* _Excerpted text_:

Martinis and Vicadin

Originally posted:  November 18, 2004

Man, right now I’m in the middle of one of those productive phases. Busy as hell at work, and knowing that there’s no relief in the near future, as my upcoming weekends will consist of non-stop computing on my laptop. Basically, this month is nothing more than 4 weeks of having my nose crammed against a monitor. It’s times like this where all I can think about is my next free weekend, where I can bask in the warm glow of a neon beer sign, inhale the delicious fragrances of a smokey, booze-drenched bar, and feel my ass fall asleep on the barstool while I throw bill after bill at the bartender as if I didn’t have real shit I needed to buy. Yeah, these are the thoughts that keep me smiling through the responsible times.

And, sadly, it seems the responsible times occur on a much greater frequency than the self-abusive, loud, irresponsible ones.

I have a lot of fun on my free weekends, and a lot of hangovers. But the other five days of the week I’m a complete bore. A lame-ass, responsible bastard. I spend a long day at work, come home, run a couple miles, eat a shitty dinner, pay my house/car/school loan/internet/gas/power/water/phone/etc bills and build shit on my computer. I go to bed and sleep about 6 or so hours and do it all again. An unfortunate cycle of normalcy. That’s all fine and good, but I gotta admit I’m more proud of a gut-wrenching hangover following a night of drunken comedy than I am a good credit rating. And it’s these long weeks of responsibility without the much-needed two-day brain-refreshing bender that get me really thinking. Do I really enjoy being being responsible? Hmm, ah, maybe not so much.

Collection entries
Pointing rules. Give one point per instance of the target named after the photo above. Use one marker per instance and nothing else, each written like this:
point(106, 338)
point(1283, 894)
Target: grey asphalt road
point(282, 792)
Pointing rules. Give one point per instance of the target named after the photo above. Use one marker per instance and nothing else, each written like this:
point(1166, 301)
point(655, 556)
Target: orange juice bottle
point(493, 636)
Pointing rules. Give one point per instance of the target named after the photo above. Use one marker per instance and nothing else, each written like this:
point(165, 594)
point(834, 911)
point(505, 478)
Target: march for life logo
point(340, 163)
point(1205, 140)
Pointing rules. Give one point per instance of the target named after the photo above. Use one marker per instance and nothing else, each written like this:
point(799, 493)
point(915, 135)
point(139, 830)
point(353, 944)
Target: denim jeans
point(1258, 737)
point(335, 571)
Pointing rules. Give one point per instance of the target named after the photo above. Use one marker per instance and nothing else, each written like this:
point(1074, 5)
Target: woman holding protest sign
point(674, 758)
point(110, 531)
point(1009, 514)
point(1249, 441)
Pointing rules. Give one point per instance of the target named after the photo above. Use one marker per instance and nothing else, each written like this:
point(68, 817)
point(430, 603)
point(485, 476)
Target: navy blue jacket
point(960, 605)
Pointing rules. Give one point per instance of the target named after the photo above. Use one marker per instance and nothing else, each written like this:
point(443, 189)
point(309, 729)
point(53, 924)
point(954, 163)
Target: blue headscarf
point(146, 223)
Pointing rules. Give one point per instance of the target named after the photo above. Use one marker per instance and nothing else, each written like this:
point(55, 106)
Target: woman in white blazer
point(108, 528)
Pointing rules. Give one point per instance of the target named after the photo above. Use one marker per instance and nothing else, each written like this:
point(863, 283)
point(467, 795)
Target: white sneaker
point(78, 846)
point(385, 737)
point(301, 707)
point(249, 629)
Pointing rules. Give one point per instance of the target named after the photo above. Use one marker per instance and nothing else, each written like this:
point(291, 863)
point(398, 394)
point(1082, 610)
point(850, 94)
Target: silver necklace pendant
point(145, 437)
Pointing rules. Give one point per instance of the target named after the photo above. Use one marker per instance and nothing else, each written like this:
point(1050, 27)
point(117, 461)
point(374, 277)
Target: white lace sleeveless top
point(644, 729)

* _Task list_:
**1)** Update the blog post between "Man, right now" and "the responsible times.", inclusive, replacing "laptop" with "notebook".
**2)** According to the blog post, how many hours does the writer sleep on a typical weekday night?
**3)** Pick up the blog post about responsible weeks and free weekends where it stops, keeping its voice.
The rows are separate material, unrelated to the blog post.

* _Answer list_:
**1)**
Man, right now I’m in the middle of one of those productive phases. Busy as hell at work, and knowing that there’s no relief in the near future, as my upcoming weekends will consist of non-stop computing on my notebook. Basically, this month is nothing more than 4 weeks of having my nose crammed against a monitor. It’s times like this where all I can think about is my next free weekend, where I can bask in the warm glow of a neon beer sign, inhale the delicious fragrances of a smokey, booze-drenched bar, and feel my ass fall asleep on the barstool while I throw bill after bill at the bartender as if I didn’t have real shit I needed to buy. Yeah, these are the thoughts that keep me smiling through the responsible times.

**2)** About 6 or so hours.

**3)**
Maybe I should become a drifter. It would be hard to be productive without a house/car/job/computer. But it would be all shits and giggles spending the day trying to score a pint of rotgut whiskey and then polishing it off it with my fellow dirtbags. We’d all sit around behind some deserted diner, passing around the bottle, telling tales of old, and pissing ourselves. That sounds pleasant enough.

And it’s nice to think that it’s always a possibility.

Hmmm…

I could sell my house, sell all my furniture, sell my laptop (sorry, buddy, we’ll meet again one day), sell my car, and pocket the profits and station myself in some shitball hotel room just outside the city. I could spend the first couple of weeks getting power-canned in the dim room, listening to some terrible tunes wheezing out of a staticy clock-radio. I could eat dry Ramen noodles straight out of the packet cause I have no way of boiling water. I could cry. I could smoke cigarettes in bed. I could fall asleep with a can of beer in my hand, wake up wet, and not know if I passed out before finishing my beer or if I dreamed I was standing over a toilet. I could scrape together a couple of nickels, buy a styrophone cup of Sanka from some jerk in a cart, sit at a bus stop bench, and shiver.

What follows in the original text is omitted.